WHAT TO DO = Copy every item below word for word, keeping each line as it appears.
# # #
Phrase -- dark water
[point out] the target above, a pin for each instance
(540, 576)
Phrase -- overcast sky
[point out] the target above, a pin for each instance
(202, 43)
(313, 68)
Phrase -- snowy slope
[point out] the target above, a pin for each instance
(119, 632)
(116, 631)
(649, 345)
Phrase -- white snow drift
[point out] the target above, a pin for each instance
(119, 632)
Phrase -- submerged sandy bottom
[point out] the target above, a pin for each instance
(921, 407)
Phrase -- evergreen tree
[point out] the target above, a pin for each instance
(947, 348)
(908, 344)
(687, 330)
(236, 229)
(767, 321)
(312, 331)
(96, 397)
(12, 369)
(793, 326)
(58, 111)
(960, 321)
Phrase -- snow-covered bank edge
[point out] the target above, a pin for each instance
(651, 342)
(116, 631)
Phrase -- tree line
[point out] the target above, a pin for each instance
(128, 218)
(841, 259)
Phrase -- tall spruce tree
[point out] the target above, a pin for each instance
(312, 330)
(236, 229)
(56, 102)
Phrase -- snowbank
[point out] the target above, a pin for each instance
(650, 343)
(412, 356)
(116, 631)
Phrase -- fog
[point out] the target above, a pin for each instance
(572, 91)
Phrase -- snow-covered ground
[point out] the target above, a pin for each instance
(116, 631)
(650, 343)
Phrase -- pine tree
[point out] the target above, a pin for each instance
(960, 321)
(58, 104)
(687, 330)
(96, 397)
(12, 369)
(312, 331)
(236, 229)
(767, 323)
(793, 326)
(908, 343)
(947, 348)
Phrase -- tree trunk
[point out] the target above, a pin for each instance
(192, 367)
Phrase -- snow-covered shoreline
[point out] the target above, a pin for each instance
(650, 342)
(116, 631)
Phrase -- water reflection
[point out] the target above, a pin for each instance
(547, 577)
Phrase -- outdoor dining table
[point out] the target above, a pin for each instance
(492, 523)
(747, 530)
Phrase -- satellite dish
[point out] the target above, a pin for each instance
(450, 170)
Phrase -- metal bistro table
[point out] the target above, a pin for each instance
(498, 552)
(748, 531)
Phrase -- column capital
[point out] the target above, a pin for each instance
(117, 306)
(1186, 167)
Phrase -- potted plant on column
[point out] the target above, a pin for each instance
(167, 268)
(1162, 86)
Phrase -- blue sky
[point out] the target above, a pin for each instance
# # #
SOLUTION FOR THIS EXERCISE =
Phrase -- dark water
[point out] the target above, a pin for each instance
(540, 576)
Phrase -- overcast sky
[point out] the target above, a pin for each instance
(202, 43)
(313, 68)
Phrase -- snowy slope
[point out] the target above, a pin for each instance
(119, 632)
(116, 631)
(649, 345)
Phrase -- white snow drift
[point out] the target above, a pin for each instance
(119, 632)
Phrase -- submerged sandy bottom
[point out] the target above, a pin for each instance
(921, 407)
Phrase -- evergreen tree
[point out] the target above, a pin for each instance
(947, 348)
(908, 344)
(687, 330)
(236, 229)
(767, 321)
(312, 331)
(96, 397)
(12, 369)
(793, 326)
(58, 111)
(960, 321)
Phrase -- snow-covered bank edge
[point out] the target above, a pin for each instance
(651, 342)
(116, 631)
Phrase -- tree line
[point out] the target above, a pin for each instance
(128, 218)
(841, 259)
Phrase -- tall spruce tree
[point out] the target above, a pin for each instance
(312, 330)
(236, 229)
(56, 102)
Phrase -- snowbank
[point out] the target above, a pin for each instance
(650, 343)
(412, 356)
(116, 631)
Phrase -- fog
[point out] the target above, a pin for each instance
(572, 91)
Phrase -- snow-covered ground
[point out] the target above, a pin for each instance
(116, 631)
(650, 343)
Phrase -- pine tree
[point out] the target above, a pin for each instance
(960, 321)
(58, 104)
(687, 330)
(96, 397)
(12, 369)
(312, 331)
(236, 229)
(767, 323)
(793, 326)
(908, 343)
(947, 348)
Phrase -- tree trunk
[point out] the target above, a pin for each instance
(192, 367)
Phrase -- snow-covered shoreline
[point out] the target above, a pin for each instance
(650, 342)
(116, 631)
Phrase -- water reflection
[point out] the target above, a pin for each instance
(547, 577)
Phrase -- outdoor dining table
[point out] the target above, a pin for each instance
(492, 523)
(747, 530)
Phrase -- satellite dish
[point out] the target above, a pin for each instance
(450, 170)
Phrase -- metal bistro table
[point out] the target above, a pin for each instance
(498, 552)
(748, 531)
Phrase -- column capital
[point out] the target above, a pin for each instance
(117, 306)
(1186, 167)
Phrase -- potted plant on column
[point out] the target above, a pin for each instance
(167, 268)
(1162, 86)
Phrase -- blue sky
[point out] the target above, a pin for each instance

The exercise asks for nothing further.